__Exercise__:
Which lines in the records below contain the string "tabletop"? Gather every such line and copy it out.

__Given records__:

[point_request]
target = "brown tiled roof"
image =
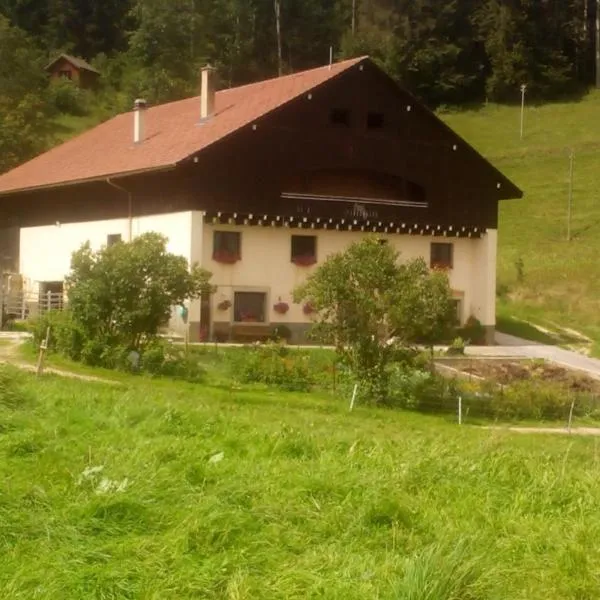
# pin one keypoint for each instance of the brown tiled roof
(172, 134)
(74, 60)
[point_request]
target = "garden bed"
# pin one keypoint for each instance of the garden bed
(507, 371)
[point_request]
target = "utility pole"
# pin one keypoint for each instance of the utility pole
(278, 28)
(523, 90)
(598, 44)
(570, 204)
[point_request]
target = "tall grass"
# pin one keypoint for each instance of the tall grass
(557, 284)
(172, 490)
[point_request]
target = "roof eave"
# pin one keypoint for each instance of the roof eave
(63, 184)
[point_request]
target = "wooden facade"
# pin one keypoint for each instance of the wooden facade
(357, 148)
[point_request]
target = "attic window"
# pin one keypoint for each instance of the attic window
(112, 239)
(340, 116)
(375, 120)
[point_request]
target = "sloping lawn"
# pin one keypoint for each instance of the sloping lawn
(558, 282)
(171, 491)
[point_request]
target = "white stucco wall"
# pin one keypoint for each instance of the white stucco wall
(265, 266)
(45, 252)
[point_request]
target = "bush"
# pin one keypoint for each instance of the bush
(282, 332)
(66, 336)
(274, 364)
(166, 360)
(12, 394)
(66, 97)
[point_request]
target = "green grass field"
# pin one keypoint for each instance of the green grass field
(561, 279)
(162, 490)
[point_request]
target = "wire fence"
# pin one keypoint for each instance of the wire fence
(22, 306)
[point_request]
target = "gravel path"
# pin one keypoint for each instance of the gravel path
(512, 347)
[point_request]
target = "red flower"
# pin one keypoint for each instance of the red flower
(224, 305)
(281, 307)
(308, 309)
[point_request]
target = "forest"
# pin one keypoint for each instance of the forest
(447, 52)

...

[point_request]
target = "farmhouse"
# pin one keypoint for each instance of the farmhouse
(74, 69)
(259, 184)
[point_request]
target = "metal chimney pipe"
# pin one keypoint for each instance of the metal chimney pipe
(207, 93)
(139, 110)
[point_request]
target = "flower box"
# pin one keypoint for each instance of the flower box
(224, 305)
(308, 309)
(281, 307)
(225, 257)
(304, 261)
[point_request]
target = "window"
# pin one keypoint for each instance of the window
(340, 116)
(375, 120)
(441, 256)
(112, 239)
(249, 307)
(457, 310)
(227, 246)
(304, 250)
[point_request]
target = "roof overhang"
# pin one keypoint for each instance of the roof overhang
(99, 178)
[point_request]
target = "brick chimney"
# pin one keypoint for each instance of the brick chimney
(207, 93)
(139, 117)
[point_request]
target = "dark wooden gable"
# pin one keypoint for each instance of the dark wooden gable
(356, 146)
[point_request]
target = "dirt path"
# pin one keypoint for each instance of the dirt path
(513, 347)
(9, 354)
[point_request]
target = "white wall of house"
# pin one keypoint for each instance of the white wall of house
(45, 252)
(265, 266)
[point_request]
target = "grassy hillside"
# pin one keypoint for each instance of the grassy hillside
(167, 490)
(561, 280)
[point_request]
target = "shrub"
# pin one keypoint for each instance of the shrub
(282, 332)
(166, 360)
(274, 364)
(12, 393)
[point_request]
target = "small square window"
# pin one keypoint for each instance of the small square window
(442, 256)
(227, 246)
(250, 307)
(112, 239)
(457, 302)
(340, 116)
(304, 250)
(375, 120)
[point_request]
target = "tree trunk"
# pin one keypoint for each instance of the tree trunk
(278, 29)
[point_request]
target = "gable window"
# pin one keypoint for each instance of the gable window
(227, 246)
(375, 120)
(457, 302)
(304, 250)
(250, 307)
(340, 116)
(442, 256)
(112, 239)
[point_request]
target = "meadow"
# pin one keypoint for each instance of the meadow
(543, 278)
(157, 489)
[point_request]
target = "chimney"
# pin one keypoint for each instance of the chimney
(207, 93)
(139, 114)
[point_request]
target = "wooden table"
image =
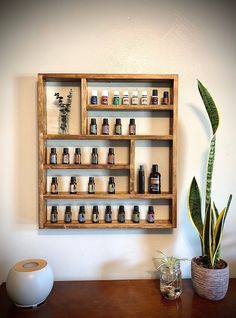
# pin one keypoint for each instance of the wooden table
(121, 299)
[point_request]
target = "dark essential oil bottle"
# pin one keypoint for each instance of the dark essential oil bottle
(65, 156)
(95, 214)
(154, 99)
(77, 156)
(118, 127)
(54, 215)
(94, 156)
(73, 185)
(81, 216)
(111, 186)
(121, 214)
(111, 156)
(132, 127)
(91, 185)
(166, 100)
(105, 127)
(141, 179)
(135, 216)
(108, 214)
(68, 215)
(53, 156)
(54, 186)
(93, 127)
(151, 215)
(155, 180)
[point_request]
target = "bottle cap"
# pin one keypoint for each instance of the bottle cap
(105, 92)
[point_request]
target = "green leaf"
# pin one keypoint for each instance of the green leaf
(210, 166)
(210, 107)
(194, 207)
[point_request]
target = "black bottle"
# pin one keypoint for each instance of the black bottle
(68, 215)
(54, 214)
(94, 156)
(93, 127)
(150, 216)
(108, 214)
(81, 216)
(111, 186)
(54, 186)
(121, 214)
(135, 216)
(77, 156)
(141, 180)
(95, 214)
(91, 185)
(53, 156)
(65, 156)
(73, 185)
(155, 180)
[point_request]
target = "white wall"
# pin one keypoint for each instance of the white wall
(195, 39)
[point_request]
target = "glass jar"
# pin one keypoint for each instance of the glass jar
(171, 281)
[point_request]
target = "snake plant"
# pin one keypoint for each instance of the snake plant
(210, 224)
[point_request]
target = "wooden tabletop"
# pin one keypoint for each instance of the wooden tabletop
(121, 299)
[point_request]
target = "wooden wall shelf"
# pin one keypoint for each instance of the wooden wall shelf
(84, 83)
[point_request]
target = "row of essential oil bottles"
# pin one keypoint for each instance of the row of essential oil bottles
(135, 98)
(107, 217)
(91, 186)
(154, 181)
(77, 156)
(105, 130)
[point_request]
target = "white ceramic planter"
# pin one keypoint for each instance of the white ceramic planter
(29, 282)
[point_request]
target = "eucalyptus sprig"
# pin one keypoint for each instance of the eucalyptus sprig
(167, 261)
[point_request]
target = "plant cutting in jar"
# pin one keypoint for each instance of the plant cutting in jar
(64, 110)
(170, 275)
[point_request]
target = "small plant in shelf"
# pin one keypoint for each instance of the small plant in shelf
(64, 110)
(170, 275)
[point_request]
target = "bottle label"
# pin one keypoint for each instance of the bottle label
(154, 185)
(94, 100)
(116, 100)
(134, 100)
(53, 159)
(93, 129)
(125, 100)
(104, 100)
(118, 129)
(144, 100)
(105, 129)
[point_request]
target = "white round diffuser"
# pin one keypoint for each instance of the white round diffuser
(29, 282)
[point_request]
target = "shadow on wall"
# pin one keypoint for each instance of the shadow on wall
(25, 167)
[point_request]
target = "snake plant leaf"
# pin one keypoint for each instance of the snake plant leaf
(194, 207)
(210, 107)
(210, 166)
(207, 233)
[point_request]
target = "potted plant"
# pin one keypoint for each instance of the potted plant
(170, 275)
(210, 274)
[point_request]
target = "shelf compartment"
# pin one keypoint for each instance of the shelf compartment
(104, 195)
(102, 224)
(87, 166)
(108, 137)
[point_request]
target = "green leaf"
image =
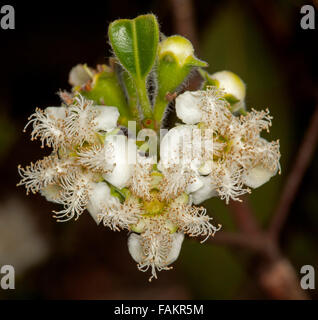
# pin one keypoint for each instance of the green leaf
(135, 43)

__Result of this exercise__:
target = "wooden tabletop"
# pin one keypoint for each instance of the wooden tabletop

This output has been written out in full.